**WHAT IS BEING ASKED**: Keep to one stretch of the data below, the lines from the one with "Target: wide-brim straw hat" up to and including the one with "Target: dark hair", and return that stretch exactly.

**Point localization data**:
────────────────────

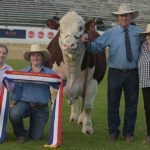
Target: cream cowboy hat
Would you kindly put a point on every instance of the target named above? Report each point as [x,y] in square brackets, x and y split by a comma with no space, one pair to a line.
[125,9]
[36,48]
[146,31]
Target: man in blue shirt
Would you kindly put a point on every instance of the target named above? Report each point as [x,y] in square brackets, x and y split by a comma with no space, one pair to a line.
[123,44]
[30,99]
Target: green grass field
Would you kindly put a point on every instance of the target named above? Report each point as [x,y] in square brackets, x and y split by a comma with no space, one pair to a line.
[72,138]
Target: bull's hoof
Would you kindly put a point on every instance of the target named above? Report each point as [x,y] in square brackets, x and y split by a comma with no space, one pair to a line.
[80,123]
[73,119]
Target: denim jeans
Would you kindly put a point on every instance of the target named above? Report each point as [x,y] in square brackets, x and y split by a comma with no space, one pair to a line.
[119,81]
[38,120]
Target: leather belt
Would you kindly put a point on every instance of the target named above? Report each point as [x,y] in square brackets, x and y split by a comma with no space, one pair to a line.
[38,105]
[123,70]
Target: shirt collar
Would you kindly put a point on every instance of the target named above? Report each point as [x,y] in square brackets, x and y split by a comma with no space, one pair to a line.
[122,29]
[4,66]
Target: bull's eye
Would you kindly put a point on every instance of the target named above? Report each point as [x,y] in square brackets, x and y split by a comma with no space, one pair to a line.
[80,28]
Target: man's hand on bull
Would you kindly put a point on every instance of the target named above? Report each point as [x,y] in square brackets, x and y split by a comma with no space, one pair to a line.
[84,38]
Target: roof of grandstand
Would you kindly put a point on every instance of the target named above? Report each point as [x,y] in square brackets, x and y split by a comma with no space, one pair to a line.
[36,12]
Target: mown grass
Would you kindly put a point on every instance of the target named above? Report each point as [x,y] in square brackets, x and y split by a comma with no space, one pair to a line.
[73,139]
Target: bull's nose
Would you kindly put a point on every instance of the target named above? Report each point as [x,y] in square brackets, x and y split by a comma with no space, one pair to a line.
[69,46]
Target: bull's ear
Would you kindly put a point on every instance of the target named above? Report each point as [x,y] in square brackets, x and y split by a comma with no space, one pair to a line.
[90,25]
[52,24]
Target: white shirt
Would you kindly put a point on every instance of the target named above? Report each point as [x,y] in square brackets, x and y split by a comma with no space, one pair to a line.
[2,70]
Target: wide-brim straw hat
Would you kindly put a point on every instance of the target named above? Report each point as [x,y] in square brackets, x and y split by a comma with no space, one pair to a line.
[36,48]
[146,31]
[125,9]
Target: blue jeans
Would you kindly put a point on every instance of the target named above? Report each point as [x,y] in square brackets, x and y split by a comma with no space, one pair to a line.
[38,120]
[119,81]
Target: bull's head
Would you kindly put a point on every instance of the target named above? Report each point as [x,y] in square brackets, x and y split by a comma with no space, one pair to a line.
[72,26]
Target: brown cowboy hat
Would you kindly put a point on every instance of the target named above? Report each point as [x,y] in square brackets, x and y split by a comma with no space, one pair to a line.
[125,9]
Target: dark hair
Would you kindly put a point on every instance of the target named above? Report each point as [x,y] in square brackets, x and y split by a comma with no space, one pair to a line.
[5,47]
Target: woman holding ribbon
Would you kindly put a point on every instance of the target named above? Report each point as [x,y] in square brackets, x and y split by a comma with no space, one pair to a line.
[30,99]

────────────────────

**OUTPUT OF THE TASK**:
Target: wide-brim straw hat
Would you kindly put a point on every instance of the target named above? Report each point as [x,y] in square brackets, x and y split by a comma with no space, one pair to a line.
[36,48]
[146,31]
[125,9]
Target: blue jeans
Would you kindly put a point on every instance of the target named above? Report each point as [x,y] in square brackets, x and y split by a comma with no space, one pair to a line.
[38,120]
[119,81]
Target: bull's head
Would you kindly put a point on every instance of the target named above? Report each point as [x,y] in square brackets, x and y split by a comma with no space, one pair to a line.
[72,26]
Target: brown cowboy hat
Would you kindly put a point on every instance of the target named above? Report each point as [x,y] in square brackets, x and y split by a comma with no space, one pair to a line.
[125,9]
Target: dark hair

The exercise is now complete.